Provided data:
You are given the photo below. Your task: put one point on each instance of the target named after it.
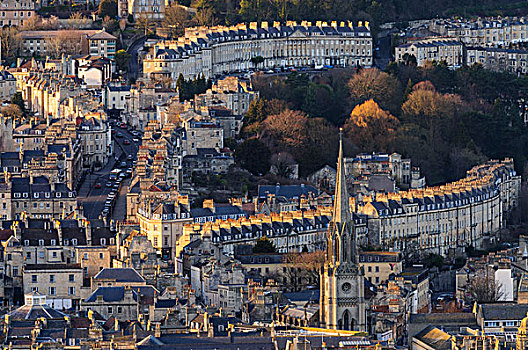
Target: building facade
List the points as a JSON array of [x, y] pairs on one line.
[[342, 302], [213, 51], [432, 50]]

--

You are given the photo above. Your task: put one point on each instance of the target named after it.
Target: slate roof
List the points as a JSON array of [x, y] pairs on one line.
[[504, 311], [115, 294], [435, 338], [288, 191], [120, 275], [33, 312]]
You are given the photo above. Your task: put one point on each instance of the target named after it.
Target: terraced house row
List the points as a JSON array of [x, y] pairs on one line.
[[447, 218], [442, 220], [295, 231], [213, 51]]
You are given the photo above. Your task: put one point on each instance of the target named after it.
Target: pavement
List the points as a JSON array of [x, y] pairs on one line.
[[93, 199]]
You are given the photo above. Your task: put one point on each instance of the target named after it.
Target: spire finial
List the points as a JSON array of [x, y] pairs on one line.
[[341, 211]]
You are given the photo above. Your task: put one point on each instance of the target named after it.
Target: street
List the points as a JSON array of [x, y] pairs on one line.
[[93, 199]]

Exercise objective: Update the lines between the one holding "You are given the photo below." and the one holding "[[342, 302], [213, 51], [432, 50]]", inclusive, so that "building facade" becomes "storefront" and nothing else changes. Omit the picture from your output.

Reply to the task:
You are given the photo below. Your task: put one point on each instance of the target named after it.
Target: storefront
List the points as a JSON array of [x, y] pairs on one line.
[[342, 302], [213, 51], [432, 50]]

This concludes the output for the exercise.